## begin

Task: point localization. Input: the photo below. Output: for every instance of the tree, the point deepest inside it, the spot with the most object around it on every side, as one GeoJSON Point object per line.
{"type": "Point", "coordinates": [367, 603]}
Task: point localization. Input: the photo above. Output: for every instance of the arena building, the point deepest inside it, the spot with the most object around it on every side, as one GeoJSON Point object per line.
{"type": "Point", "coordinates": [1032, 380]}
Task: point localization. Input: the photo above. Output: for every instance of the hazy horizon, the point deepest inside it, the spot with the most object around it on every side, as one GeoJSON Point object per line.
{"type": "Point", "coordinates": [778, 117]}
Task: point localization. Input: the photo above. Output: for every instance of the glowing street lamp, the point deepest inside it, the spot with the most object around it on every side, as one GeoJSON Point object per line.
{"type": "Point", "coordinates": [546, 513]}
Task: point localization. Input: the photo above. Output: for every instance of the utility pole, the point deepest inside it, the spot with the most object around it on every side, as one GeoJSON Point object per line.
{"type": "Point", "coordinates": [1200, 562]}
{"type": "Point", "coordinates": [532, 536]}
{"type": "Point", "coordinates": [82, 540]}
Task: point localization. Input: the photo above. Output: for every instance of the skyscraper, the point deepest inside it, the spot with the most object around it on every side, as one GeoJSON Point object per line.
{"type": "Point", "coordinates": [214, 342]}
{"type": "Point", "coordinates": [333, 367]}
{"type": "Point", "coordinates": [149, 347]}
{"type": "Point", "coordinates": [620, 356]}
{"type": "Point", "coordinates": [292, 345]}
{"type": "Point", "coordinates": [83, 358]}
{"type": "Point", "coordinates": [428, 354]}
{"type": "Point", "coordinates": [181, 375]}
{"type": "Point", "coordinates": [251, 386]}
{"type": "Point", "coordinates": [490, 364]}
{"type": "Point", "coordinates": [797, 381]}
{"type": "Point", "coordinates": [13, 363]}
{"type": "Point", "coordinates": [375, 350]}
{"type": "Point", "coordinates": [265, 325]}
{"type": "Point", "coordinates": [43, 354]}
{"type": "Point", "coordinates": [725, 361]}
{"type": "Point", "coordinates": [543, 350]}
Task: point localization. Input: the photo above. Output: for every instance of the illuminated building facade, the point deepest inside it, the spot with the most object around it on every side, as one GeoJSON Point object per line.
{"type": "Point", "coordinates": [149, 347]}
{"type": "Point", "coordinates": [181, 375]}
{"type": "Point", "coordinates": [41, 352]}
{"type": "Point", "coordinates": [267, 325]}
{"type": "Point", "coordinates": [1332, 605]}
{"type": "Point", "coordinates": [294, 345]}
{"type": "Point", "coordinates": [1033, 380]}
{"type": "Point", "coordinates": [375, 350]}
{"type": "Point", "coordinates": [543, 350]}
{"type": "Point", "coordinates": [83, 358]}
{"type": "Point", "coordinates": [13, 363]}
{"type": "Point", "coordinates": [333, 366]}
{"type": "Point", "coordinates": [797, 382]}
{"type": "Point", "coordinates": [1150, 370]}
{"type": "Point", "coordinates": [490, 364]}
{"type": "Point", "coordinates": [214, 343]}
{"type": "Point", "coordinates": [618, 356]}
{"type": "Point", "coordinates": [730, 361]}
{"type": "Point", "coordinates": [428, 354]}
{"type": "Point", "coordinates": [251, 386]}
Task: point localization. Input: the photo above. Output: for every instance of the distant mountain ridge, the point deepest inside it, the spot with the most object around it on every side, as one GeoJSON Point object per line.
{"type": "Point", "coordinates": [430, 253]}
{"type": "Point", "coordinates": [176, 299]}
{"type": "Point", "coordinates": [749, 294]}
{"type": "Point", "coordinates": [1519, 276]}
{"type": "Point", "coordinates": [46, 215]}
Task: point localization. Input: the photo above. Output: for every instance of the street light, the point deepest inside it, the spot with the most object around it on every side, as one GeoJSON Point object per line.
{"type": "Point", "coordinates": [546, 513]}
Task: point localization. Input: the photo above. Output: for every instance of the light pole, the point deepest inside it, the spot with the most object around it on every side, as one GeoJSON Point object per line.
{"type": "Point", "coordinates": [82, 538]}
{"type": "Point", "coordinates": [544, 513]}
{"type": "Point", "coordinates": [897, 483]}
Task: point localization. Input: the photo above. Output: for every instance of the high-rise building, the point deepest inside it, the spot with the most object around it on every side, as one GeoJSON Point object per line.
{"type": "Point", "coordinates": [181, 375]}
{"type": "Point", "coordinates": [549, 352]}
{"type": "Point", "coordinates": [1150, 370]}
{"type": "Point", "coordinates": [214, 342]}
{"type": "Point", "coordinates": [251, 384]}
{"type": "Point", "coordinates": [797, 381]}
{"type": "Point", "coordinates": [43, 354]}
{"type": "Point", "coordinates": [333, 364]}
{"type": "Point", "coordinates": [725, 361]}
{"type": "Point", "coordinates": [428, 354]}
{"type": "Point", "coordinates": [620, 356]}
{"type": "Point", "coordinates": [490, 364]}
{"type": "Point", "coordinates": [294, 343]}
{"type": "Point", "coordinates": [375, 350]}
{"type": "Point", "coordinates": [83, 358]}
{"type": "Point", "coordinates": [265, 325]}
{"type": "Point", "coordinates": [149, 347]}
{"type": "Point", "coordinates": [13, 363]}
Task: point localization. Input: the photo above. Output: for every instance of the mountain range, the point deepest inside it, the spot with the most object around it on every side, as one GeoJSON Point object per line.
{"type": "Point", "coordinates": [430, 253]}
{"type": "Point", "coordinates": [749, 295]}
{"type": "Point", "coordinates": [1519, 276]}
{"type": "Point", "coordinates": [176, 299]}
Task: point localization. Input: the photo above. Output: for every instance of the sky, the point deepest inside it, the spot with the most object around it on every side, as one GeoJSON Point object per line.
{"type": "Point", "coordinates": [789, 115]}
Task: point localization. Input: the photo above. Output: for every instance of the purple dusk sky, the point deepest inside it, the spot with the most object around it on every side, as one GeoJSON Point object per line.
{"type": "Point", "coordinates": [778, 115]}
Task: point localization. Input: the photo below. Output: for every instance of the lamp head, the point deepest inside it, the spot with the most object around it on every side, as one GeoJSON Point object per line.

## end

CHALLENGE =
Copy out word for word every line from the one containing "of the purple" through the last line of the items, both ends included.

FULL OUTPUT =
Task: point localization. Input: the photo above. Output: for every instance of the purple dusk sky, the point deepest inside it, the spot with the most object around it on every side, as one GeoJSON Point object per line.
{"type": "Point", "coordinates": [778, 115]}
Task: point localization. Input: the photo below. Output: for every instance of the lamp head, the point deepest inside it, the spot with the most object around it on every side, as one GeoJSON Point object per line.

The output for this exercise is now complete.